● GOAL
Place the lines of the listing, from the line containing "task: segment the **forearm**" up to and including the line containing "[[[256,31],[256,0],[211,0],[203,8],[212,20],[211,36]]]", into a JSON list of strings with one string per line, omitting blank lines.

● LISTED RECORDS
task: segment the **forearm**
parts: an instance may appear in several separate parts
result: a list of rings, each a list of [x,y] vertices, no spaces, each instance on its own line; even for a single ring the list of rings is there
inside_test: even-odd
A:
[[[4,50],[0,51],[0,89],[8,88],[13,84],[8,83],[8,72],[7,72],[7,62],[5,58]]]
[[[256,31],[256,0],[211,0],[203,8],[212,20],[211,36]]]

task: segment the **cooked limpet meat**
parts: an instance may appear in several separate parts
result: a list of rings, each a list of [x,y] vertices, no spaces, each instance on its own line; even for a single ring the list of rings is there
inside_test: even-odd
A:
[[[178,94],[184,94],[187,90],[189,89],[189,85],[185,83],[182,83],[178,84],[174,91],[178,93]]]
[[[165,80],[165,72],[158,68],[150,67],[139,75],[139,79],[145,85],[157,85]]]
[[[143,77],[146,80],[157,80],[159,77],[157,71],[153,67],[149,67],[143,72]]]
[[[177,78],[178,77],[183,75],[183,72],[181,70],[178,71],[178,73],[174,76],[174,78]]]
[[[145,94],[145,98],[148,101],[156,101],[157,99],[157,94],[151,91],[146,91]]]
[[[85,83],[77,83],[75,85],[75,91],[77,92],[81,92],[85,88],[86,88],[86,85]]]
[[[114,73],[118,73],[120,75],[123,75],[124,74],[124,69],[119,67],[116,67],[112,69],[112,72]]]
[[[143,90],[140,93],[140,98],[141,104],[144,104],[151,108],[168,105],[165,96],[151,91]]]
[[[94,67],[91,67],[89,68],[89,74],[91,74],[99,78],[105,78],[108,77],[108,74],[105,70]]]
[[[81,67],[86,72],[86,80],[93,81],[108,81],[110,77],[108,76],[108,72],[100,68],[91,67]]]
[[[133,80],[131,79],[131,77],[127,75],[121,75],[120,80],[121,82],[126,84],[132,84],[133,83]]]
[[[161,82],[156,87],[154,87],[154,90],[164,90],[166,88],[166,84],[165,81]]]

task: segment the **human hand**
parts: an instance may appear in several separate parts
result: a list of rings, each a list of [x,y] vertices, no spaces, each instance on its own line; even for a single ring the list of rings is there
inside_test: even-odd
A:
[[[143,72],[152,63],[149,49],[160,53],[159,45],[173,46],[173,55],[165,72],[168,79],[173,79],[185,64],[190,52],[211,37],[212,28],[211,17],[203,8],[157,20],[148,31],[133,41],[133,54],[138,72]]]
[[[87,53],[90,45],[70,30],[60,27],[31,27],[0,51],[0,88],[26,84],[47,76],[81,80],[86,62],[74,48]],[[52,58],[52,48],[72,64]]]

...

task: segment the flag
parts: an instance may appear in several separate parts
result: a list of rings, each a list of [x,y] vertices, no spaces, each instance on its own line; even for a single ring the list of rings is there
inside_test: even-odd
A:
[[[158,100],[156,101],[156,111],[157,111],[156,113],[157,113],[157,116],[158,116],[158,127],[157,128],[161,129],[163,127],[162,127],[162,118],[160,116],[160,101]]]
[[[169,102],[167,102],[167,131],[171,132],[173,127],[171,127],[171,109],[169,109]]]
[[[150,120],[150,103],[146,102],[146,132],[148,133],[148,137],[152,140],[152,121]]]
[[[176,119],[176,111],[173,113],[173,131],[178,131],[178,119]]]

● OUTPUT
[
  "task: segment the **forearm**",
  "parts: an instance may appear in several separate parts",
  "result: a list of rings, each a list of [x,y] vertices, no spaces, each instance on its own line; even for a single ring the list of rings is there",
  "inside_test: even-odd",
  "A:",
  "[[[4,50],[0,51],[0,89],[8,88],[13,84],[8,83],[8,72],[7,72],[7,62],[5,58]]]",
  "[[[256,31],[256,0],[211,0],[203,8],[212,20],[211,36]]]"
]